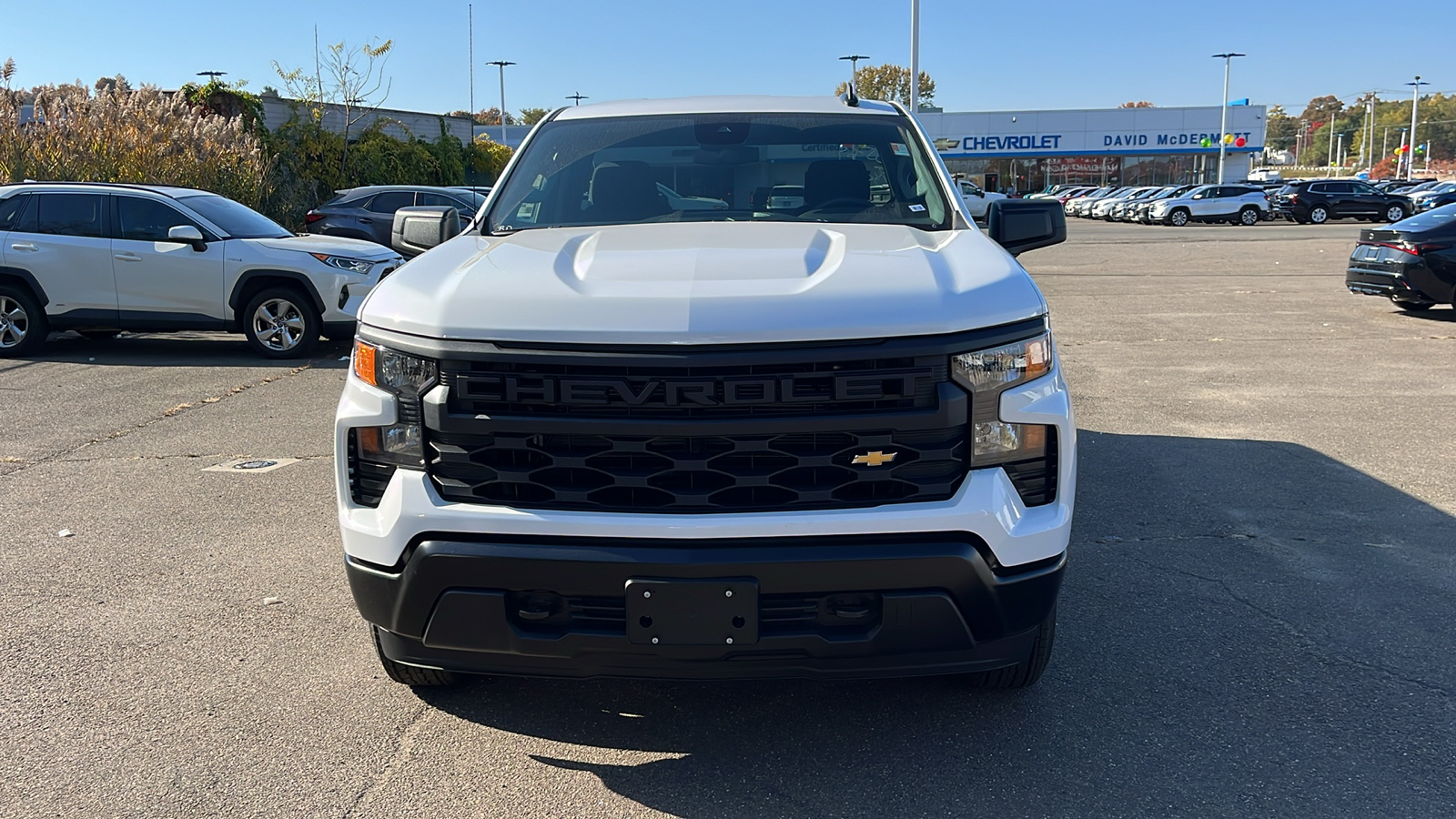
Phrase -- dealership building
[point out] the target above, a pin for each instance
(1028, 150)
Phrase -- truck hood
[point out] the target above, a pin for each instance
(705, 283)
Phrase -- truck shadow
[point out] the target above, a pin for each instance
(1245, 627)
(178, 350)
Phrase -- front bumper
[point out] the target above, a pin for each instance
(848, 606)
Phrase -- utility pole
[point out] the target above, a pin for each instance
(1223, 114)
(470, 22)
(915, 57)
(1416, 99)
(502, 65)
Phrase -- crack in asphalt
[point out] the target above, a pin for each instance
(404, 749)
(1312, 646)
(171, 413)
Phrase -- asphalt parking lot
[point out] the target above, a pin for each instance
(1257, 617)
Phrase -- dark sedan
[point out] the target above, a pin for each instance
(1412, 263)
(369, 213)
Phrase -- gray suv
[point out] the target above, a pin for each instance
(368, 213)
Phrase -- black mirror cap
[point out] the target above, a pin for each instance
(421, 228)
(1026, 225)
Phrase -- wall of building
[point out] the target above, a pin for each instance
(1031, 149)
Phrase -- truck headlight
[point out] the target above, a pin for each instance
(986, 373)
(407, 378)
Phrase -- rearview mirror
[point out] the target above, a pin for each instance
(187, 235)
(419, 229)
(1026, 225)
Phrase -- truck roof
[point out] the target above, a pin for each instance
(725, 106)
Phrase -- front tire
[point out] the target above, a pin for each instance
(280, 322)
(415, 676)
(1026, 672)
(24, 325)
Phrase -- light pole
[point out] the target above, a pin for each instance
(1416, 99)
(1223, 116)
(502, 65)
(854, 69)
(915, 57)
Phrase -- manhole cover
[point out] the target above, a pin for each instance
(254, 465)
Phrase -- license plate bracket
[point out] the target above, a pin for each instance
(692, 612)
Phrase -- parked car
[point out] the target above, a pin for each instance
(1321, 200)
(1237, 205)
(1423, 200)
(1412, 263)
(603, 438)
(977, 201)
(369, 213)
(101, 258)
(1143, 210)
--- --- ---
• **Task objective**: Give the records above as a Markdown table with two columns, Row and Record line, with one row per line. Skip blank lines and leave the pictures out.

• **Finished task**:
| Row | Record line |
|---|---|
| 1 | Phrase -- dealership building |
| 2 | [point out] the target above, a pin for each instance |
| 3 | (1028, 150) |
| 4 | Phrase -- truck hood |
| 5 | [point out] the target above, a pin for each instance |
| 6 | (705, 283) |
| 7 | Phrase -- truck shadow |
| 8 | [point out] the target above, a pin for each instance |
| 9 | (1245, 627) |
| 10 | (178, 350) |
| 11 | Phrase -- front bumper |
| 12 | [point out] the target above, a pin for each instance |
| 13 | (848, 606) |
| 14 | Phrase -- utility pole |
| 15 | [point out] the target above, a pin for each instance |
| 16 | (1223, 114) |
| 17 | (470, 22) |
| 18 | (915, 57) |
| 19 | (1416, 99) |
| 20 | (502, 65) |
| 21 | Phrase -- crack in asphalt |
| 22 | [point out] the target above, a pin for each instance |
| 23 | (404, 749) |
| 24 | (1312, 646) |
| 25 | (171, 413) |
| 26 | Phrase -- asphalt parking lot |
| 27 | [point out] the target above, a pin for each instance |
| 28 | (1257, 617) |
| 29 | Phrase -- dark sedan |
| 30 | [point out] the target above, a pin for each instance |
| 31 | (1412, 263) |
| 32 | (369, 213) |
| 33 | Phrase -- gray suv |
| 34 | [point out] the target above, a pin for each instance |
| 35 | (368, 213) |
| 36 | Phrase -- black mirror cap |
| 37 | [point out] the target above, a pin for each instance |
| 38 | (421, 228) |
| 39 | (1026, 225) |
| 40 | Phrase -- wall of building |
| 41 | [point out] the target above, a pin for each instance |
| 42 | (1031, 149) |
| 43 | Phrase -- truck headlight |
| 44 | [point out] the target above, a pin for each instance |
| 45 | (986, 373) |
| 46 | (407, 378) |
| 47 | Phrase -- rearview mirror |
| 48 | [point out] the target above, a pin for each instance |
| 49 | (187, 235) |
| 50 | (419, 229) |
| 51 | (1026, 225) |
| 52 | Phrase -- truck roof |
| 53 | [point out] the target above, a pin for each instance |
| 54 | (725, 106) |
| 55 | Phrase -- front tire |
| 56 | [point out] the target above, a pin for each instance |
| 57 | (280, 322) |
| 58 | (415, 676) |
| 59 | (1026, 672) |
| 60 | (24, 325) |
| 61 | Phrase -- light pole |
| 62 | [point out] the target above, a pin for each instance |
| 63 | (1416, 99) |
| 64 | (1223, 116) |
| 65 | (502, 65) |
| 66 | (854, 69) |
| 67 | (915, 57) |
| 68 | Phrase -- manhole cover |
| 69 | [point out] the target above, a pin for each instance |
| 70 | (254, 465) |
| 71 | Phrase -- license plate bracket |
| 72 | [point out] the target above, a pin for each instance |
| 73 | (692, 612) |
| 74 | Phrase -- parked car |
| 75 | [point out] the target above, a pin for each instance |
| 76 | (1321, 200) |
| 77 | (1237, 205) |
| 78 | (1423, 200) |
| 79 | (1412, 263) |
| 80 | (603, 438) |
| 81 | (977, 201) |
| 82 | (369, 213) |
| 83 | (101, 258) |
| 84 | (1143, 210) |